### Exercise inputs:

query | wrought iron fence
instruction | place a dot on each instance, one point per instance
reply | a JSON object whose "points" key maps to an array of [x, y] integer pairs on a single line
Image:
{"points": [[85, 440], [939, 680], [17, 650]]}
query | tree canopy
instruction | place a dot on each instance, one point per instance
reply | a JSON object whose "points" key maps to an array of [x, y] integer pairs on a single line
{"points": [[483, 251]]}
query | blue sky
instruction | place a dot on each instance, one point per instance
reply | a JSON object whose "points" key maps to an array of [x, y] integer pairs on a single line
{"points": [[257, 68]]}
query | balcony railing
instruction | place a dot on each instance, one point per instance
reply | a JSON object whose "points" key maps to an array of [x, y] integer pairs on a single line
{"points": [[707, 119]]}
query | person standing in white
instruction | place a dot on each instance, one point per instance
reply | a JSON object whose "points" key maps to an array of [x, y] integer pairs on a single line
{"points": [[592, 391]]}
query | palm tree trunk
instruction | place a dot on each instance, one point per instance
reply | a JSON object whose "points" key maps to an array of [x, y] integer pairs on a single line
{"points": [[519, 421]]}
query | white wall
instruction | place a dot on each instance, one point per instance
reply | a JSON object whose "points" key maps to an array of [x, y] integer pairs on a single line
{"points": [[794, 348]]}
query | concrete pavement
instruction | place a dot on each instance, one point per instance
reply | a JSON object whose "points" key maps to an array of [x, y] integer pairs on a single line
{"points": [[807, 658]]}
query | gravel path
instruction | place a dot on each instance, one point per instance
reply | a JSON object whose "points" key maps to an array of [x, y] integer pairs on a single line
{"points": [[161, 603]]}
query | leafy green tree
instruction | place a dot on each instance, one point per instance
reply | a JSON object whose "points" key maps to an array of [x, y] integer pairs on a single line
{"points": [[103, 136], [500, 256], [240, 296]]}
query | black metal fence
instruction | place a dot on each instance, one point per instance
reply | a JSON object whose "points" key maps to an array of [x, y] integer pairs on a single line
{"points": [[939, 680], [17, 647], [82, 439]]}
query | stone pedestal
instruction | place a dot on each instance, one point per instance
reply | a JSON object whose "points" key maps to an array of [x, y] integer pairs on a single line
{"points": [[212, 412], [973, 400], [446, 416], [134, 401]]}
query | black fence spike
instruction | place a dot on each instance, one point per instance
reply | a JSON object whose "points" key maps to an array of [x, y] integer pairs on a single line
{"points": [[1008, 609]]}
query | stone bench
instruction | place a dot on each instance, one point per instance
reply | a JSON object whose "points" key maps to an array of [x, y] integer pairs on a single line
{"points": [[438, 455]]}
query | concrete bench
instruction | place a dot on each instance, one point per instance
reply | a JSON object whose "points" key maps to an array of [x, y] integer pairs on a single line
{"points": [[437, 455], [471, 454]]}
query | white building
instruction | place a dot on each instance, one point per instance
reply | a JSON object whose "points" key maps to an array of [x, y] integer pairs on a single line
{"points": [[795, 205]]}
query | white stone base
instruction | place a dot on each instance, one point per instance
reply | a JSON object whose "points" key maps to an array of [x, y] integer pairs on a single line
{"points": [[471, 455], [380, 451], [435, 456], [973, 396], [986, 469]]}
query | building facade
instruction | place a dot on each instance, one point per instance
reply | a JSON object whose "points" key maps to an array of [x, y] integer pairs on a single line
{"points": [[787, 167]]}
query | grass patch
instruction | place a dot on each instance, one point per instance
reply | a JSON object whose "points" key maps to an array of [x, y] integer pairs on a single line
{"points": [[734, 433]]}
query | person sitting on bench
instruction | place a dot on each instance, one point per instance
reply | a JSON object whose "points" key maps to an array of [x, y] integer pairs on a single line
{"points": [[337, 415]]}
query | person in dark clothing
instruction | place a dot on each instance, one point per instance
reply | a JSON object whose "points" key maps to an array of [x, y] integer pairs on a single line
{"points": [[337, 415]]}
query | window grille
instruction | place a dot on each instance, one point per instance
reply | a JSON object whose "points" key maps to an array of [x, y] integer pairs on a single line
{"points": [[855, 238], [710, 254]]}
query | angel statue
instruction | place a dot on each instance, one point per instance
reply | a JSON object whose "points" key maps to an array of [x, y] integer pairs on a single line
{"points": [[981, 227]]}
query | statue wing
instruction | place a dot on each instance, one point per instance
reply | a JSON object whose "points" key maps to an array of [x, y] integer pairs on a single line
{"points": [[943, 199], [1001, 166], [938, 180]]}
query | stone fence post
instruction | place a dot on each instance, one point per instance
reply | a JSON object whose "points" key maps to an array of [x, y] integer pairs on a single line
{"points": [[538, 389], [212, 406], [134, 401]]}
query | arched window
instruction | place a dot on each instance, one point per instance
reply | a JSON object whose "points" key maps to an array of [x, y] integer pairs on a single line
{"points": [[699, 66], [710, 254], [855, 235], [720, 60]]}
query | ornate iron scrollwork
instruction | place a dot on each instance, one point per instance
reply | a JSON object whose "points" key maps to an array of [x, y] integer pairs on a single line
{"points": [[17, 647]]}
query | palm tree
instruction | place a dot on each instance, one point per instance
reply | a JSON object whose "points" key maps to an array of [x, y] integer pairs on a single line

### Exercise directions:
Recopy the whole listing exactly.

### Result below:
query | wrought iron fence
instruction | place a dot on each instance, one point per instance
reply | a JSON object whose "points" key maps to an array of [x, y] integer pairs on a single line
Image:
{"points": [[85, 440], [939, 680], [17, 650]]}
query | tree canopy
instruction | place a dot on each instance, one point per instance
reply | a JSON object whose "points" key maps to an array of [x, y] integer pairs on a single line
{"points": [[483, 251]]}
query | blue sky
instruction | place a dot on each instance, one point per instance
reply | a JSON object whose "points" key maps to an array of [x, y] integer pairs on a single line
{"points": [[257, 68]]}
query | balcony railing
instruction | place a dot on each instance, one point per instance
reply | a JSON object whose "points" key maps to an array of [x, y] integer pairs on a single line
{"points": [[707, 119]]}
query | person standing in white
instruction | place a dot on each instance, one point per instance
reply | a JSON object whose "points" key maps to an array of [x, y] integer pairs on a single line
{"points": [[592, 391]]}
query | palm tree trunk
instruction | place a dot on each instance, one point per instance
reply | a JSON object whose "points" key maps to an array of [x, y] integer pairs on a single line
{"points": [[519, 421]]}
query | white wall
instruction | place a dot on each instance, one point per instance
reply | a JSON object whose "points" key maps to an array of [x, y] integer pairs on a single line
{"points": [[794, 348]]}
query | concrete pavement
instruction | place a dot on each instance, one point per instance
reply | a JSON object whose "points" key maps to an array of [x, y] integer pairs on a single line
{"points": [[807, 658]]}
query | gravel path
instruction | place a dot on each instance, one point per instance
reply | a JSON object whose "points" key maps to an array of [x, y] integer pairs on a single line
{"points": [[161, 603]]}
query | leafy green tree
instruction | place a dot on each instance, one point per instance
reply | a JSON object whose "points" key maps to an array of [x, y] integer pairs on a single line
{"points": [[103, 136], [500, 256], [240, 296]]}
query | black metal fence
instruction | place a dot on each instance, one point per instance
reply | a JSON object whose "points" key maps to an array of [x, y] integer pairs on a single line
{"points": [[939, 680], [17, 647], [82, 439]]}
query | stone pedestal
instruction | place a dot on each instance, one point per instance
reply | a JSON object whose "points" key maps to an array of [x, y] integer pairs on a single line
{"points": [[212, 412], [973, 400], [446, 416], [134, 401]]}
query | black fence spike
instruction | place a dot on each instance, one point per instance
reply | a JSON object whose "points" key maps to an array of [x, y] integer pairs on a single line
{"points": [[1008, 609]]}
query | stone bench
instruction | place a dot on each instance, one point per instance
reply | a JSON object whose "points" key maps to an array of [x, y] integer pairs on a single line
{"points": [[438, 455]]}
query | concrete bench
instruction | place a dot on each instance, one point per instance
reply | a JSON object whose "points" key maps to an array of [x, y] integer pairs on a single line
{"points": [[437, 455], [471, 454]]}
query | white building
instruction | place a dot on each instance, one point per instance
reply | a JSON object whose "points" key maps to an array of [x, y] integer pairs on a single line
{"points": [[795, 205]]}
query | white stone base
instruction | place a dot on each instance, one point per instance
reply | a JSON object whose "points" key maps to an array of [x, y] integer pairs on a single line
{"points": [[471, 455], [380, 451], [435, 456], [973, 396], [986, 469]]}
query | building facade
instruction | place a dot on each instance, one point per instance
reply | a JSON object whose "points" key maps to an array of [x, y] integer pairs on a single line
{"points": [[787, 167]]}
query | grass patch
instruction | place a dot on each instance, one point per instance
reply | a JSON object whose "points" key maps to an array of [x, y] integer pairs on a single line
{"points": [[734, 433]]}
query | person sitting on bench
instruction | place a dot on each instance, one point per instance
reply | a JSON object whose "points" key maps to an array of [x, y] integer pairs on a single line
{"points": [[337, 415]]}
query | person in dark clothing
instruction | place a dot on each instance, one point per instance
reply | a JSON object whose "points" key maps to an array of [x, y] integer pairs on a single line
{"points": [[337, 415]]}
query | window grille
instruction | place a dot on each instance, one point per instance
reply | a JSON object whose "points" key maps to an array of [x, y] integer pairs on a single line
{"points": [[855, 238], [710, 254]]}
query | angel statue
instruction | place a dot on each instance, one point per instance
reply | a JSON object whose "points" key maps to an array of [x, y] integer pairs on a single line
{"points": [[981, 227]]}
query | statue wing
instruction | place a dot on each instance, one point per instance
reply | a JSON object whose "points" key maps to an array of [x, y] integer pairs on a single line
{"points": [[943, 199], [1001, 166], [938, 180]]}
query | stone fence post
instruction | place a dot on each instance, one point per instance
reply | a JSON object whose "points" key maps to an array of [x, y] integer pairs on a single line
{"points": [[538, 389], [212, 406], [134, 401]]}
query | arched window
instruction | place a dot on each instance, one point per instance
reply | a JSON object whose "points" key maps to an array of [x, y] integer pairs on a single line
{"points": [[699, 66], [710, 254], [855, 235], [720, 60]]}
query | ornate iron scrollwork
instruction | place a dot on each instance, one point per instance
reply | a JSON object whose "points" key maps to an array of [x, y] integer pairs on a single line
{"points": [[17, 647]]}
query | palm tree
instruction | place a dot on each instance, one point per instance
reply | a JSON object whose "points" key maps to an array of [x, y] integer pairs on a single line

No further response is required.